-------- SOURCE EXTRACT --------

Cog wrote:If you are a geologist of a particular flavor you are publishing in the speciality journals that rockdoc123 referred to. They are also the source information you follow to keep up on current theory and advances.
Not really. If a Geoscientist of any particular flavor makes a truly important new discovery, they are better served to get it published in a top tier journal like SCIENCE or NATURE or NATURE GEOSCIENCE. Of course, its very hard to get a paper accepted---the acceptance rate currently is about 6%, i.e. 94 papers get turned down for every 6 that get published, so only the very best and most important papers ever get into SCIENCE and NATURE.
Because of the severe competition to get published in SCIENCE and NATURE, these top tier journals can pick and choose the very very best scientific papers to publish, and inevitably many of the excellent papers they publish wind up being more important then papers that appear in the second tier journals, which are left with the less important papers. And the prestige of these top tier journals isn't just based on reputation---quantitative studies comparing different journals show that SCIENCE and NATURE have the highest numerical score in terms of
Journal Impact Factor. That means that hard data shows that papers in these top journals get read by more people and are cited by more people when they write their own scientific papers. AND that means the papers good enough to get into SCIENCE and NATURE tend to be highly influential within the sciences and tend to be much more important then papers published in the second tier journals.

--------

TASKS
• 1. From the journal-publishing post, echo the passage starting with "Not really. If" and going on through "SCIENCE and NATURE.".
• 2. According to the journal-publishing post, what is the current acceptance rate for papers submitted to SCIENCE and NATURE?
• 3. Condense the paragraph of the journal-publishing post that opens with "Not really. If a Geoscientist" into a shorter version that keeps its main facts.

-------- INFORMATION GIVEN --------

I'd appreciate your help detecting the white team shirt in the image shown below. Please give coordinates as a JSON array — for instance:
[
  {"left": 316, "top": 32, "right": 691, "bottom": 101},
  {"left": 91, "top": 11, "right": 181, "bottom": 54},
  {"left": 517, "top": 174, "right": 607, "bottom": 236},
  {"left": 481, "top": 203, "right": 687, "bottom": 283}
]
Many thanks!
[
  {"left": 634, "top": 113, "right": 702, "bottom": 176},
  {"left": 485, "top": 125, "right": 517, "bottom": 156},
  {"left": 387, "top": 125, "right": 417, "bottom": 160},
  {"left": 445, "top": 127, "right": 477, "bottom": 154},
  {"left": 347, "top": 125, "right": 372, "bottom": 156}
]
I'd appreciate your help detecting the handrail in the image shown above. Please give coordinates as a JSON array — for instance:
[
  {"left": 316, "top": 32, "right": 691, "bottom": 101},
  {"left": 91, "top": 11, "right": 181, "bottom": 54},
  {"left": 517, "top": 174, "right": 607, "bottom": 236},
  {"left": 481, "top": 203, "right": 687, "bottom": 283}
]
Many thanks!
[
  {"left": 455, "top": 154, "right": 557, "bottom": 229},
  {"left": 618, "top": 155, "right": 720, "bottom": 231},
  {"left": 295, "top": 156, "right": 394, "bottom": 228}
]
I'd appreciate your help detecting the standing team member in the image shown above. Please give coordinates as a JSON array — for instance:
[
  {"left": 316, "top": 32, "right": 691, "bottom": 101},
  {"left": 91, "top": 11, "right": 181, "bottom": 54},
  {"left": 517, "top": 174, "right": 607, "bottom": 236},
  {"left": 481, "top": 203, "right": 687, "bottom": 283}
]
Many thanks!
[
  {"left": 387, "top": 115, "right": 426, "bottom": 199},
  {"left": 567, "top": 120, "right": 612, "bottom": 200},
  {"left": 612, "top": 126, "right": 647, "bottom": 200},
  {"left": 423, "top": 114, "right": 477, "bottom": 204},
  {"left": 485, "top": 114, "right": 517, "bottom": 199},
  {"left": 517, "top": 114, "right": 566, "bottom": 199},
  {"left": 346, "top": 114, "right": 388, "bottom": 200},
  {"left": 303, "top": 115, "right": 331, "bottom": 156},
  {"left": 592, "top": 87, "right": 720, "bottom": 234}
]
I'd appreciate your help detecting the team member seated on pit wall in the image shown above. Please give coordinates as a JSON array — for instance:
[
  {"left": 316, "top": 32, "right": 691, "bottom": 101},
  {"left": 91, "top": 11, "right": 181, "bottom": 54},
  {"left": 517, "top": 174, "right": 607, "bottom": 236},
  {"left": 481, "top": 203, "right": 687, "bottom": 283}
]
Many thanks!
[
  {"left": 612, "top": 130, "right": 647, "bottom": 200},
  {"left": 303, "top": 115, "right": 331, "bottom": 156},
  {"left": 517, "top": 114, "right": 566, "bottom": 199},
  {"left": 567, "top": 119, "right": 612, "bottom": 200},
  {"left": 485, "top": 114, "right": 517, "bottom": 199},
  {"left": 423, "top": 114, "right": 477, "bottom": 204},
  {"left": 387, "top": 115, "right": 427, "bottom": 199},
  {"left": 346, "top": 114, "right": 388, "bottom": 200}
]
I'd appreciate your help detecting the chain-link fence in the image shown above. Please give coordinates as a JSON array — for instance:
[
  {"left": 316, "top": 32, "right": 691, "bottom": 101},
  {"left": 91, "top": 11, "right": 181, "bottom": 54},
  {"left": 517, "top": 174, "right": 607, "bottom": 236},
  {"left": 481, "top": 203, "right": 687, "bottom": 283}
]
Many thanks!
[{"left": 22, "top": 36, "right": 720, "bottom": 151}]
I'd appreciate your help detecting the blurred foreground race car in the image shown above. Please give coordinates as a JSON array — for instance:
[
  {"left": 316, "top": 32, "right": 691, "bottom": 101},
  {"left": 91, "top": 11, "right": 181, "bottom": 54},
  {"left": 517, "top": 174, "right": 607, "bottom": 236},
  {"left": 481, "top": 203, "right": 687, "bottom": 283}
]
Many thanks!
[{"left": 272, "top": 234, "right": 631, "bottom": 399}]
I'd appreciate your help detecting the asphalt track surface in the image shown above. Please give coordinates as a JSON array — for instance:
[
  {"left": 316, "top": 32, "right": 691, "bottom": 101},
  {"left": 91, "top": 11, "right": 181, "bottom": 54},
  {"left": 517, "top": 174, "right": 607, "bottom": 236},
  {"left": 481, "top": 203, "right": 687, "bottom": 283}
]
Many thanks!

--------

THE ANSWERS
• 1.
Not really. If a Geoscientist of any particular flavor makes a truly important new discovery, they are better served to get it published in a top tier journal like SCIENCE or NATURE or NATURE GEOSCIENCE. Of course, its very hard to get a paper accepted---the acceptance rate currently is about 6%, i.e. 94 papers get turned down for every 6 that get published, so only the very best and most important papers ever get into SCIENCE and NATURE.

• 2. About 6%.

• 3. A geoscientist of any kind who makes a truly important discovery is better served publishing it in a top tier journal such as SCIENCE, NATURE or NATURE GEOSCIENCE. Acceptance is very hard: the rate is about 6%, so 94 papers are turned down for every 6 published, and only the very best and most important papers get into SCIENCE and NATURE.